— SUPPLIED TEXT —
Life Insurance provides a lump sum payable on your death.  Life insurance is particularly important if you have dependants, because it is a simple and cost-effective means of providing financial assistance to help your loved ones maintain their lifestyle in the event of your death.  When the benefit becomes payable, it is normally paid to your dependants, estate or superannuation fund.  This lump sum could be used to pay back any outstanding liabilities and/or provide an income stream.  This mitigates financial stress that your dependants may face upon your death.

Most life insurance policies are term life policies, meaning the policy expires when the person insured reaches a particular age.

Buying Life Insurance

Life Insurance is generally available through your superannuation fund or directly from a financial adviser.  This choice will influence the cost of premiums, policy coverage and tax effectiveness.

Premiums

Life Insurance premiums depend on your personal circumstances at the time you apply for the insurance.  However, premiums are usually relatively inexpensive.  The cost of premiums will depend on a range of considerations including your current health, occupation, family health history and any other risk factors (such as whether you smoke).

Group Life Insurance through employer or corporate superannuation fund

When you start with an employer, unless decided otherwise, their default super fund offers you a minimum level of cover that you can maintain, increase or opt out of.  There are several factors that should be considered with default cover:

  • Is the default cover sufficient to meet the needs of you and your family?
  • Do you lose coverage if you change employment or superannuation fund?
  • Will benefit payments be delayed because they are in paid to the trustee of the superfund rather than directly to you?
  • Are there any exclusions to the Automatic Acceptance Levels (AAL)?  AALs are the amount of cover that is provided without the need to provide evidence that you are of good health.

Benefits of individual life insurance

Purchasing life insurance individually (rather than accepting the default cover provided by your super fund) can have numerous benefits.

Individual life insurance allows you to select a policy that suits your needs, ensuring you have the optimal level of cover.  Not all insurance is equal, so it is vital to ensure that your cover is appropriate to where you are in the lifecycle, or even evolves to suit your changing circumstances.

Individual life insurance may also provide the opportunity to link or combine your life insurance with other personal insurance (such as Total and Permanent Disability Insurance and Trauma Insurance).

Individual life insurance may also be held in your super fund, ensuring tax effectiveness.

— DATA SECTION —
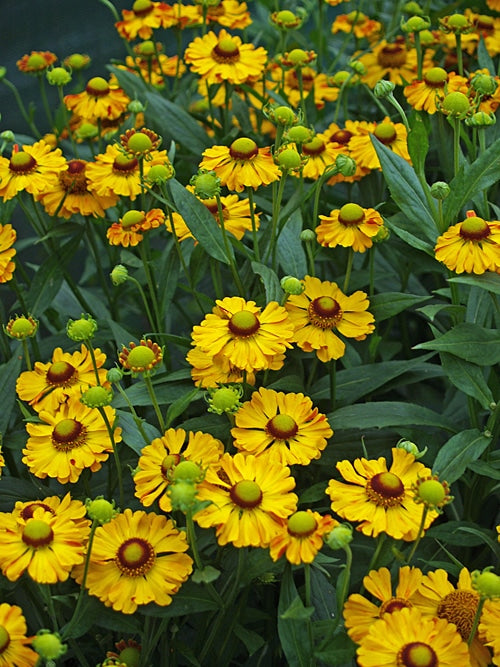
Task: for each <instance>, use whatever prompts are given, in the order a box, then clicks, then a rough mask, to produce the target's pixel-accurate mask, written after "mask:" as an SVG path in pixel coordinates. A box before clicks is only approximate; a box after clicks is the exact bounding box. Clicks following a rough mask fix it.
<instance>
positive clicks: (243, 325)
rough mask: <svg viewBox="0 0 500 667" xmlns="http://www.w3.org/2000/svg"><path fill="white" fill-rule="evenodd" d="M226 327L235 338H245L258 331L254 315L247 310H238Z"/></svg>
mask: <svg viewBox="0 0 500 667" xmlns="http://www.w3.org/2000/svg"><path fill="white" fill-rule="evenodd" d="M228 327H229V331H231V333H233V334H235V336H240V337H246V336H251V335H252V334H254V333H255V332H256V331H258V330H259V327H260V322H259V319H258V317H257V315H255V313H252V312H251V311H249V310H239V311H238V312H237V313H234V315H233V316H232V317H231V319H230V320H229V322H228Z"/></svg>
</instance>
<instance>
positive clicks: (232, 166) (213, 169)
mask: <svg viewBox="0 0 500 667" xmlns="http://www.w3.org/2000/svg"><path fill="white" fill-rule="evenodd" d="M202 155H203V160H202V161H201V162H200V165H199V166H200V168H202V169H207V170H208V171H215V173H216V175H217V176H218V177H219V178H220V180H221V184H222V185H226V186H227V187H228V189H229V190H234V191H235V192H242V191H243V190H244V189H245V188H246V187H252V188H254V190H256V189H257V188H258V187H260V186H261V185H269V183H273V182H274V181H277V180H279V178H280V176H281V172H280V170H279V167H278V165H276V164H275V163H274V160H273V158H272V155H271V151H270V149H269V147H266V148H258V146H257V144H256V143H255V141H253V139H248V138H247V137H240V138H239V139H235V141H233V143H232V144H231V146H229V147H227V146H212V147H210V148H207V149H205V150H204V151H203V153H202Z"/></svg>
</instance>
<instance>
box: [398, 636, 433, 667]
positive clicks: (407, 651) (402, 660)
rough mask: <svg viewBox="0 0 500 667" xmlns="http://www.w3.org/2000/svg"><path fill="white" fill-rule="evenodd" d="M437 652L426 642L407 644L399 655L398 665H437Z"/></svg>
mask: <svg viewBox="0 0 500 667" xmlns="http://www.w3.org/2000/svg"><path fill="white" fill-rule="evenodd" d="M438 664H439V663H438V657H437V655H436V652H435V651H434V649H433V648H432V646H429V644H425V643H424V642H411V643H409V644H405V645H404V646H403V648H402V649H401V650H400V651H399V653H398V656H397V665H398V667H437V665H438Z"/></svg>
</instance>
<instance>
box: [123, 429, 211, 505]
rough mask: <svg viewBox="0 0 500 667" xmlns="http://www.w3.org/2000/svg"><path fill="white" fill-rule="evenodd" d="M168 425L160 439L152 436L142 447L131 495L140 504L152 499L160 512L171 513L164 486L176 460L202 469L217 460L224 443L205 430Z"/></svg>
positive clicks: (170, 501) (175, 465) (169, 480)
mask: <svg viewBox="0 0 500 667" xmlns="http://www.w3.org/2000/svg"><path fill="white" fill-rule="evenodd" d="M186 435H187V434H186V431H184V429H182V428H178V429H174V428H169V429H168V430H167V431H165V433H164V434H163V436H162V437H161V438H155V439H154V440H153V441H152V442H151V444H150V445H147V446H146V447H144V448H143V449H142V451H141V456H140V457H139V462H138V464H137V470H136V472H135V474H134V484H135V496H136V498H139V500H140V502H141V504H142V505H144V507H149V506H150V505H152V504H153V502H154V501H155V500H158V504H159V506H160V509H161V510H162V512H171V511H172V503H171V500H170V497H169V495H168V494H167V488H168V487H169V484H170V481H171V479H170V476H171V474H172V472H173V470H174V469H175V466H176V465H177V464H178V463H180V461H193V462H194V463H197V464H198V465H199V466H200V467H201V468H202V469H204V468H206V467H207V466H208V465H210V464H212V463H215V462H217V461H218V460H219V459H220V457H221V456H222V454H223V453H224V445H223V444H222V442H221V441H220V440H217V439H216V438H214V437H213V436H212V435H210V434H208V433H202V432H201V431H198V432H196V433H193V432H192V431H190V432H189V434H188V435H187V442H186Z"/></svg>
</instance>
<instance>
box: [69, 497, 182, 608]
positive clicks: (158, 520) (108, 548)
mask: <svg viewBox="0 0 500 667" xmlns="http://www.w3.org/2000/svg"><path fill="white" fill-rule="evenodd" d="M188 547H189V545H188V543H187V539H186V534H185V533H184V532H180V531H179V530H177V528H175V526H174V524H173V522H172V521H171V520H170V519H167V518H166V517H164V516H160V515H158V514H153V513H150V514H147V513H146V512H143V511H142V510H138V511H137V512H132V510H130V509H129V508H127V509H126V510H125V511H124V512H123V514H119V515H118V516H117V517H115V518H114V519H112V520H111V521H110V522H109V523H106V524H104V525H103V526H99V528H97V529H96V531H95V536H94V543H93V545H92V551H91V554H90V562H89V569H88V574H87V579H86V581H85V586H86V587H87V589H88V591H89V594H90V595H95V596H97V597H98V598H99V599H100V600H101V602H104V604H105V605H106V606H107V607H113V609H115V610H116V611H120V612H121V613H122V614H133V613H134V612H135V611H136V610H137V608H138V607H139V606H141V605H145V604H149V603H150V602H154V603H155V604H157V605H159V606H160V607H165V606H167V605H169V604H170V603H171V602H172V595H174V594H175V593H177V591H178V590H179V588H180V587H181V585H182V584H183V583H184V582H185V581H186V579H187V578H188V576H189V575H190V574H191V571H192V569H193V561H192V559H191V558H190V556H188V555H187V554H186V553H184V552H185V551H187V550H188ZM74 576H75V578H76V580H77V582H78V583H81V582H82V579H83V567H81V566H80V567H78V568H76V571H74Z"/></svg>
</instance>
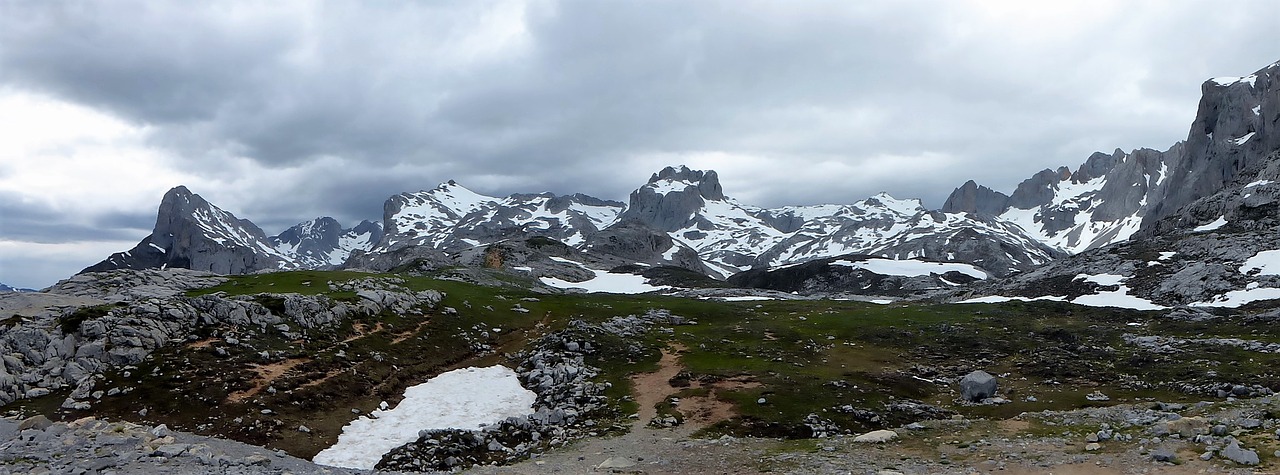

— QUESTIONS TO ANSWER —
a. In the life insurance text, rewrite the paragraph beginning "Life Insurance premiums depend on your personal circumstances" as a short bulleted list that keeps its main facts.
b. Write a continuation of the life insurance text, starting after its final sentence.
None of the data is needed for this work.

— TASK RESPONSES —
a.
- Premiums are based on your personal circumstances when you apply.
- They are usually fairly inexpensive.
- Cost depends on factors such as your current health, occupation, family health history and other risk factors, like whether you smoke.

b.
Moreover, it is important to note the distinction between an agent and a broker.  When a superannuation fund provides life insurance, they usually act as an agent for a specific insurer.  This potentially limits your product choice, and may mean that you do not obtain appropriate and cost-effective insurance coverage.  Conversely, a broker helps you choose the most appropriate insurance from a range of insurance houses.  As a licensed life insurance broker, Cornerstone Insurance considers life insurance products from a panel of more than 10 insurance houses (where possible), providing impartial advice on which product is most appropriate to your personal situation. 

We are happy to discuss your personal situation and advise whether you need life insurance, and if so, which policies are most appropriate. 

How much cover

It is vitally important that you have the right level of cover to support your family.  Underinsurance may leave your dependents in financial difficulty, while overinsurance means you will incur unnecessarily high premiums.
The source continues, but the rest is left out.